[Records from a dataset]
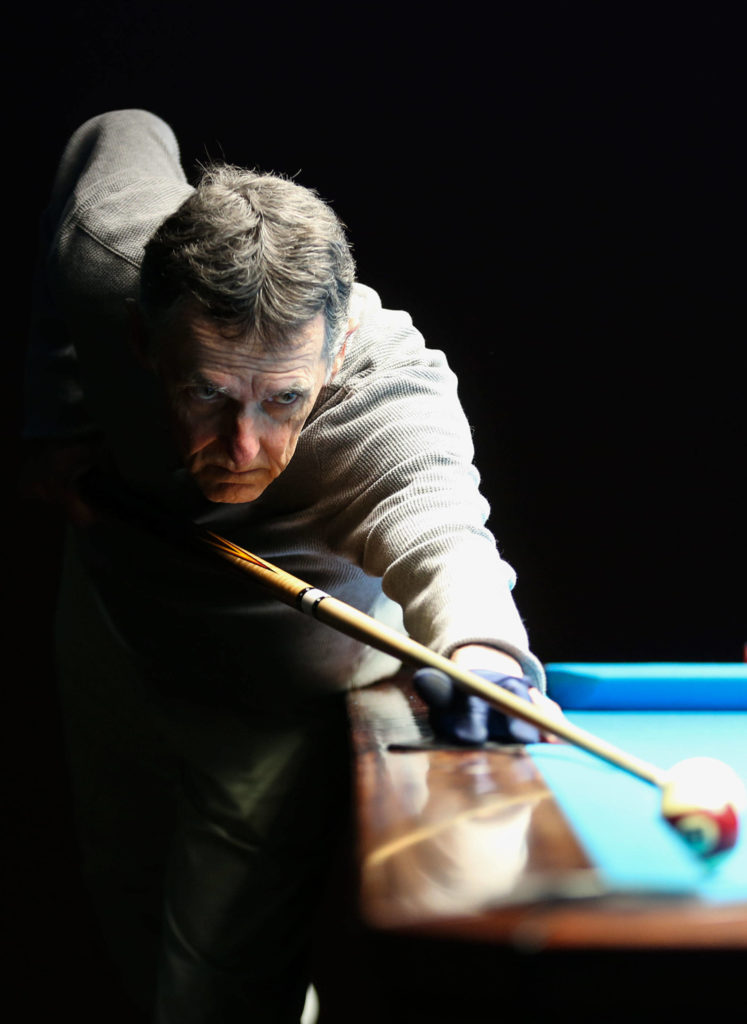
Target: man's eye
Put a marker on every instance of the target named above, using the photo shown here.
(205, 392)
(285, 397)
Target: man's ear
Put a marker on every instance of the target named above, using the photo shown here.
(139, 337)
(337, 361)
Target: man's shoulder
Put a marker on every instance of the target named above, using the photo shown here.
(385, 340)
(127, 179)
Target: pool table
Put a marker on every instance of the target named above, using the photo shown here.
(543, 864)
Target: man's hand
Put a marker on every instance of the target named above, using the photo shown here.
(469, 720)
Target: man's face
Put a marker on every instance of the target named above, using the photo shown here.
(237, 410)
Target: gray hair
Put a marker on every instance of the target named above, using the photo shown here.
(260, 254)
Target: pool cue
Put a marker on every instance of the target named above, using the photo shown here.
(109, 495)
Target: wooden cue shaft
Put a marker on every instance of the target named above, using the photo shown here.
(349, 621)
(109, 494)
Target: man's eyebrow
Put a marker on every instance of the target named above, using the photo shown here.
(198, 379)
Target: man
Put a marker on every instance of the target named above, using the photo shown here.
(210, 347)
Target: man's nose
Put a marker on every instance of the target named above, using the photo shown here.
(243, 442)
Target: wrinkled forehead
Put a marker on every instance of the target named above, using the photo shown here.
(191, 341)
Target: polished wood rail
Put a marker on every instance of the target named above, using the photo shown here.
(470, 845)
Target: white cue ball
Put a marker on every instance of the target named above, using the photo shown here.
(703, 798)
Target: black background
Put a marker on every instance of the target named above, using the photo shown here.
(554, 192)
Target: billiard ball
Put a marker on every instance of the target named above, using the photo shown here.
(702, 798)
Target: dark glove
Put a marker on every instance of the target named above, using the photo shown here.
(462, 718)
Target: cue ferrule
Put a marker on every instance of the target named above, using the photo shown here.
(308, 600)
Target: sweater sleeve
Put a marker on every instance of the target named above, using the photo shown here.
(398, 455)
(104, 159)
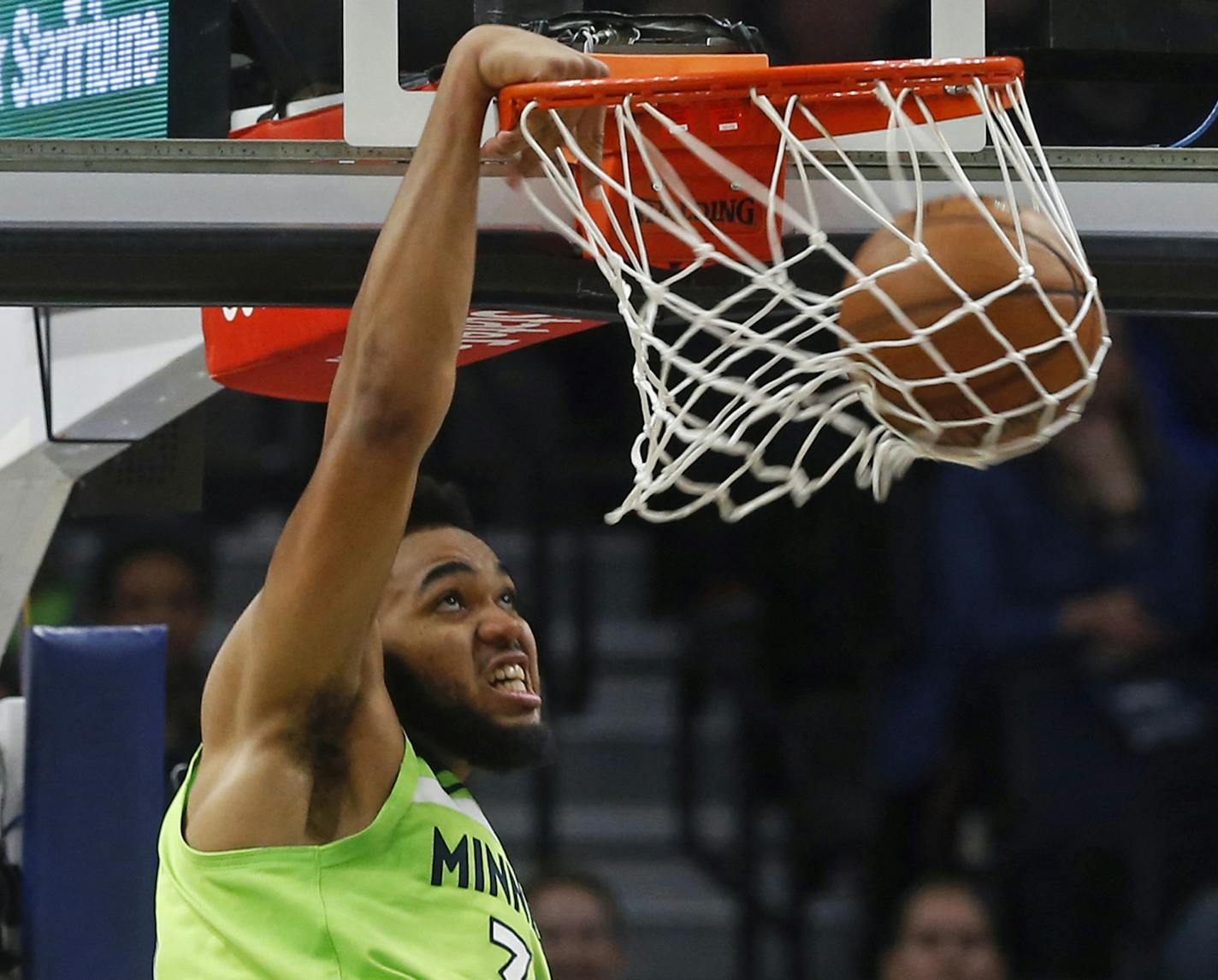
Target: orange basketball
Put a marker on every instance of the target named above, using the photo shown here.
(967, 249)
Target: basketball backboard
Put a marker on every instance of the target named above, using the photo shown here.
(379, 112)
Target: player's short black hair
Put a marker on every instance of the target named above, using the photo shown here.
(439, 505)
(947, 880)
(184, 543)
(556, 876)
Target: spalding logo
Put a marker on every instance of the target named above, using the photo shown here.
(741, 210)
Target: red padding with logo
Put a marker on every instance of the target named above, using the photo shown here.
(295, 353)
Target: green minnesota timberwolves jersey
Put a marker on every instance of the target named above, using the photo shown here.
(424, 893)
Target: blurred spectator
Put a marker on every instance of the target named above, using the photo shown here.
(1060, 684)
(944, 931)
(580, 924)
(163, 575)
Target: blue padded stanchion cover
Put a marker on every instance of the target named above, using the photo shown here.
(94, 800)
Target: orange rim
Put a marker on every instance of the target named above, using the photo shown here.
(850, 80)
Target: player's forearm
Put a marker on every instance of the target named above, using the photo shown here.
(399, 357)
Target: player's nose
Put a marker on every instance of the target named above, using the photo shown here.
(500, 629)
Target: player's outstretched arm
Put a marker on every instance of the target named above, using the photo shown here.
(308, 633)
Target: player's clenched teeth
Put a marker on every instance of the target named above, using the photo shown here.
(511, 678)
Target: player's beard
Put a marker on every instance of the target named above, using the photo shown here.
(442, 729)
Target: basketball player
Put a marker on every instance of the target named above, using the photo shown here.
(312, 839)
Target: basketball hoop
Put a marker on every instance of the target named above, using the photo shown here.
(737, 393)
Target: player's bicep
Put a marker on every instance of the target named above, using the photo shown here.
(308, 631)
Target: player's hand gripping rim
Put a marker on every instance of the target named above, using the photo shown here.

* [What is expected]:
Copy every one of the records above line for line, leaving the pictures out of your copy.

* [Exercise answer]:
Target: man's eye
Put a marker on every instance of the target named above, using the photo shown here.
(205, 392)
(285, 397)
Target: man's ear
Put a marker on every instance of the target named above, using the photo shown here.
(139, 337)
(337, 361)
Target: man's shoulder
Put a marker on every instance of the target named above, using the photo shown here.
(385, 340)
(127, 179)
Target: pool table
Put a marker on every instance of the target named above, using the photo shown here.
(543, 864)
Target: man's hand
Put a marker on every instance of the target named above, using the photo shown here.
(469, 720)
Target: man's face
Put a marker on every instance of the target named above, using the photo shown here.
(237, 410)
Target: gray hair
Put a marker on every instance of the target named above, using the photo shown here.
(260, 254)
Target: pool cue
Put a marker on every instance of the target named above, using the photo shown here.
(109, 495)
Target: wooden cue shaft
Put a marker on every instance of the target named above, using the photo shown here.
(349, 621)
(109, 494)
Target: man's eyebrow
Put a marker on every instance of the target named above, using the photo shown here.
(198, 379)
Target: man
Put a marker on every instance of the target named above, using the photo shown here.
(210, 347)
Target: man's nose
Put a marker on every instance of the target named above, using the photo shown here.
(243, 442)
Target: wrinkled forehead
Put a marker on every instance of the target named above, using the photo shown here.
(191, 341)
Target: polished wood rail
Put a marker on every instance of the target named above, using the photo shown here.
(470, 845)
Target: white cue ball
Put a marker on every instance of the target named above, using the photo shown here.
(703, 798)
Target: black background
Put a marker on every instance of the target named above, using the photo shown here.
(554, 192)
Target: billiard ball
Put a marker on every instance of the target named above, using the photo shown here.
(702, 798)
Target: dark glove
Put a marker on every instance of the target named above, using the photo shown here.
(462, 718)
Target: cue ferrule
Put a marker on every instance of the target named above, using the photo shown here.
(308, 600)
Target: sweater sleeve
Put a marker on every instance of the target named above, using the photo shown here.
(398, 455)
(104, 159)
Target: orange basketball
Put a marker on every instance of the target named above, using the photo shown here.
(967, 249)
Target: basketball backboard
Put a marker on every instance of the target named above, using the photo shown here.
(379, 112)
Target: player's short black hair
Put a marker on every instance of the target named above, using the photo shown here.
(439, 505)
(947, 880)
(184, 543)
(556, 876)
Target: spalding logo
Put a marker on every instance of the target named above, using the photo shown here.
(741, 210)
Target: red padding with logo
Put a marker on every instance of the target named above, using the photo shown here.
(295, 353)
Target: green minnesota timberwolves jersey
Put a marker on every instance of the target named above, using the photo shown here.
(424, 893)
Target: blurred spectator
Put a marker on every instance of the target named above, using the photo shown here.
(1060, 684)
(944, 931)
(580, 924)
(163, 575)
Target: blue padded stanchion cover
Put a marker on every instance of the target named above, using the photo shown here.
(94, 800)
Target: orange rim
Put a marker on every instance of the target named above, using the photo shown here.
(850, 80)
Target: player's forearm
Put a marker on every instance of the target named above, using the photo shown here.
(399, 357)
Target: player's nose
Put a marker on every instance of the target named above, using the photo shown here.
(500, 629)
Target: player's outstretched arm
Put a marker on every instance of the target named above, using the photo shown here.
(308, 633)
Target: player's clenched teeth
Put a marker on every instance of the target named above, using the photo shown here.
(511, 678)
Target: player's beard
Put a marker on every instance of the target named above, using the photo shown here.
(442, 729)
Target: basketball player
Put a marker on every instance of the target named above, using the photo shown here.
(312, 839)
Target: basketball hoop
Put a marker on every instance of the target named above, using the photo shown here.
(737, 393)
Target: player's bicep
Put a marker on every instance of the target named above, using the photo shown here.
(308, 631)
Target: player's hand gripping rim
Put a marker on every instance of the target named above, using the photo shown here.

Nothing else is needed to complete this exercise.